▶ [Records for this task]:

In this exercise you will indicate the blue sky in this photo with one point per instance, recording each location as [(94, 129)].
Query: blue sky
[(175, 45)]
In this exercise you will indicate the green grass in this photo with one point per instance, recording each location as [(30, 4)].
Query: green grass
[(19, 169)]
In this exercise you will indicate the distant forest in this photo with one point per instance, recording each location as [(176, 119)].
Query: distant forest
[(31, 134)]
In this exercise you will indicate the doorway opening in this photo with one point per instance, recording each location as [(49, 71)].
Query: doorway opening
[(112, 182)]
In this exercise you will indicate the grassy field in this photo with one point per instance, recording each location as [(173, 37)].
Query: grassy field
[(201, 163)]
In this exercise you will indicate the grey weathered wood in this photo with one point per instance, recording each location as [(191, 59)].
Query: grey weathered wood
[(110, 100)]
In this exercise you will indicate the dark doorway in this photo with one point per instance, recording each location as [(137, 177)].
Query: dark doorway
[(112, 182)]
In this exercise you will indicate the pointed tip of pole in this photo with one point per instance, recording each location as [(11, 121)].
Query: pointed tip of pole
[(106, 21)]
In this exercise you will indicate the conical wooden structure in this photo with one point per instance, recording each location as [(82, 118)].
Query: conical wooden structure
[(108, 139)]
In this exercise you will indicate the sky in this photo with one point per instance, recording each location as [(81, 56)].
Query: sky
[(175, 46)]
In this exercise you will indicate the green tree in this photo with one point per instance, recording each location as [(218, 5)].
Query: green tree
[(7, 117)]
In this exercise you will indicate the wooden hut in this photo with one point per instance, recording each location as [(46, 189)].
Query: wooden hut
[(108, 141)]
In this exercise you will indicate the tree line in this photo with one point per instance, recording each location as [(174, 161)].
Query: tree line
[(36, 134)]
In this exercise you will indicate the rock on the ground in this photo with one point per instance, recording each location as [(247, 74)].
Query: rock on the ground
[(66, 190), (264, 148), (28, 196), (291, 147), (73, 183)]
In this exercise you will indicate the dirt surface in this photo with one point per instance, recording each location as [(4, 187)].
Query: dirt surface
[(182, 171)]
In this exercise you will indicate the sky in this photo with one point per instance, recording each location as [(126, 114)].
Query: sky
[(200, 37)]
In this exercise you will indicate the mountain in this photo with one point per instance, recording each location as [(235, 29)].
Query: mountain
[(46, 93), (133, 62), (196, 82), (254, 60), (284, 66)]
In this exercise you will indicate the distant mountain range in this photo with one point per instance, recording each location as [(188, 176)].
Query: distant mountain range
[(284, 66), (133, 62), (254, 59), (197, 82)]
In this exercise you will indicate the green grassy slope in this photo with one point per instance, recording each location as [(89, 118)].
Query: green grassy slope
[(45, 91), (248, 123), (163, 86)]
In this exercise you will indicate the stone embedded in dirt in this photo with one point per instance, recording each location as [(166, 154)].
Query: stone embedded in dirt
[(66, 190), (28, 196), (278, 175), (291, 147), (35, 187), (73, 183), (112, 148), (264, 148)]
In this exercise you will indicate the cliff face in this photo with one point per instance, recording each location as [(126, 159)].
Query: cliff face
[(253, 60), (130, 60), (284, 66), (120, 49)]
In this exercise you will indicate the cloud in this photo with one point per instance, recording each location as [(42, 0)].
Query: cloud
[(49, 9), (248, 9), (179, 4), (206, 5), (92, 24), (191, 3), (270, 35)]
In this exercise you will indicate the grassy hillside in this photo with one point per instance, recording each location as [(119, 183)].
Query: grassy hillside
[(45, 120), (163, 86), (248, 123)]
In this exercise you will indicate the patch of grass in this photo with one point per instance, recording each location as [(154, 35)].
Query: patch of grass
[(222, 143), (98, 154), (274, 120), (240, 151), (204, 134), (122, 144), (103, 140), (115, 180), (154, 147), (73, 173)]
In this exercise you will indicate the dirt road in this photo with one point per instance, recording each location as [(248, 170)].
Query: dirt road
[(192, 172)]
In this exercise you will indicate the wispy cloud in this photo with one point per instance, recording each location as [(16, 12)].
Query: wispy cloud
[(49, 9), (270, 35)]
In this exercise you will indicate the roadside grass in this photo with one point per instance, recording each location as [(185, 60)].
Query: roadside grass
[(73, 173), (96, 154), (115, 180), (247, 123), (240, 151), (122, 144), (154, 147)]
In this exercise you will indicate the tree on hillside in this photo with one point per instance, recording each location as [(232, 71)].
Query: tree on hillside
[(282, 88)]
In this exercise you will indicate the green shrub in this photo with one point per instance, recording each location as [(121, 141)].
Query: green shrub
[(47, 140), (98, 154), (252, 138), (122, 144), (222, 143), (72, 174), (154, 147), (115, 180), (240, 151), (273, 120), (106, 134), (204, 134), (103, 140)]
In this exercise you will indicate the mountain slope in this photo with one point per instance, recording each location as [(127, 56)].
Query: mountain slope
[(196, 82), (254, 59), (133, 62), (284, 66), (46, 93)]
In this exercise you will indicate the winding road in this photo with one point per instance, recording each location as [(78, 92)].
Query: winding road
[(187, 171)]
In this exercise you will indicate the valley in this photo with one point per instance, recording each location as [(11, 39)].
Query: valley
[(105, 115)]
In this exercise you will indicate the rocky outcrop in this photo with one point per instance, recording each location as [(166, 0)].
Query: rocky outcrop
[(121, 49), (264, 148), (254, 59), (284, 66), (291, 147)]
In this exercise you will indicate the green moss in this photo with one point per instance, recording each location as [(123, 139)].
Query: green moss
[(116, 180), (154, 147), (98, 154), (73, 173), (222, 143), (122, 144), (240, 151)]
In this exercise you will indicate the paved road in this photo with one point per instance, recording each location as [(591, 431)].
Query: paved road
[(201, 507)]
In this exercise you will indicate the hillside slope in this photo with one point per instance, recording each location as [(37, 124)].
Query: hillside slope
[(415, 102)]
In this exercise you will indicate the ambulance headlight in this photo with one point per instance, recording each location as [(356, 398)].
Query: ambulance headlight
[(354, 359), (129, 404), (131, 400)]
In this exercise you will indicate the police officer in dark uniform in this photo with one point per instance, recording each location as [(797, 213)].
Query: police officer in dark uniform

▶ [Task objective]:
Rewrite the records from the start through the line containing "[(175, 45)]", inclusive, with "blue sky" swapped for "clear sky" and nothing else altered.

▶ [Full output]:
In this exercise you will indicate the clear sky in this photo with one point per instance, recording each location as [(94, 129)].
Query: clear sky
[(175, 45)]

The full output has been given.